WORK REQUIRED: Each entry must appear again exactly as it does in the source.

[start GIVEN RECORDS]

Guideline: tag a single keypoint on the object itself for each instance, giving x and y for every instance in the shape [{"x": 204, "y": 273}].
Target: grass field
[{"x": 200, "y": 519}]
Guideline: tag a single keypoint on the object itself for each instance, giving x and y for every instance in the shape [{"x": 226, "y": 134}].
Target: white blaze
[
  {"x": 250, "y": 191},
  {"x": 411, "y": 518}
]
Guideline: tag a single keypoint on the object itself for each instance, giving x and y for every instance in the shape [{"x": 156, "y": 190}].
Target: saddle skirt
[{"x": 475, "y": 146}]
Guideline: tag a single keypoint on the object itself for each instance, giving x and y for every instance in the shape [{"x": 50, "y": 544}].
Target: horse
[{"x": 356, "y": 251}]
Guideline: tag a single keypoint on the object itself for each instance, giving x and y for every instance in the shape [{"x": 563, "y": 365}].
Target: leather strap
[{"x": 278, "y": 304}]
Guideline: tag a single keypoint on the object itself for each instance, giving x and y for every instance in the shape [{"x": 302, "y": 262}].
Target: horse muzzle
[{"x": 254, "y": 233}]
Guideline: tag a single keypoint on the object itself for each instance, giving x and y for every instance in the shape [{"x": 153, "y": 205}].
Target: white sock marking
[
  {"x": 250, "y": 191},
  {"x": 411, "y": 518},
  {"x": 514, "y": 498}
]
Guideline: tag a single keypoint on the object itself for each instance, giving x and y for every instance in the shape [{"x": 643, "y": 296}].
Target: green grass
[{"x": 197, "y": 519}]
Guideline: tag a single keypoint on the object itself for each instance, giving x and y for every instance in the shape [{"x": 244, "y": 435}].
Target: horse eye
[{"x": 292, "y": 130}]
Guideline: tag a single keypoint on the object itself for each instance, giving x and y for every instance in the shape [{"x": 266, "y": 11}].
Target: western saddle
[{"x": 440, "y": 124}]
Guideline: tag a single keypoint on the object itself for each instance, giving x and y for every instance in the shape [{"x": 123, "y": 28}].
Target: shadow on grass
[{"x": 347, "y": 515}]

[end GIVEN RECORDS]

REPLY:
Guideline: tag a single keypoint on the object itself for each instance, giving x and y for every instance in the shape [{"x": 204, "y": 273}].
Target: grass field
[{"x": 200, "y": 519}]
Guideline: tag a single keypoint on the object itself for each instance, giving x and y for every instance in the shape [{"x": 226, "y": 134}].
Target: white blaze
[
  {"x": 250, "y": 191},
  {"x": 411, "y": 518}
]
Guideline: tag a single keypoint on the object itself for each instance, giving x and y for every instance in the shape [{"x": 156, "y": 190}].
Target: saddle skirt
[{"x": 475, "y": 146}]
Guideline: tag a single keypoint on the object itself for each instance, giving x and y for every instance in the shape [{"x": 50, "y": 544}].
Target: horse
[{"x": 356, "y": 251}]
Guideline: tag a single keypoint on the object itself for each instance, giving x and y for every instance in the shape [{"x": 563, "y": 365}].
Target: leather strap
[{"x": 278, "y": 304}]
Guideline: tag a single keypoint on the object itself for each instance, giving x and y for every instance in the shape [{"x": 302, "y": 262}].
Target: horse muzzle
[{"x": 254, "y": 233}]
Guideline: tag a single keypoint on the object itself for each instance, giving x and y for every instance in the shape [{"x": 153, "y": 205}].
Target: white sock marking
[
  {"x": 250, "y": 191},
  {"x": 411, "y": 518},
  {"x": 514, "y": 498}
]
Guideline: tag a single keypoint on the object itself for each instance, giving x and y for every instance in the shape [{"x": 643, "y": 296}].
Target: green grass
[{"x": 197, "y": 519}]
Guideline: tag a single keypoint on the object itself for each instance, giving x and y for every instance in the shape [{"x": 244, "y": 435}].
Target: horse eye
[{"x": 292, "y": 130}]
Guideline: tag a single keypoint on the object itself for each instance, giving x and y for every instance in the shape [{"x": 266, "y": 11}].
Target: western saddle
[{"x": 440, "y": 124}]
Guideline: tag a single keypoint on the object itself for each instance, giving x and y for every instance in the shape [{"x": 123, "y": 28}].
Target: shadow on grass
[{"x": 347, "y": 515}]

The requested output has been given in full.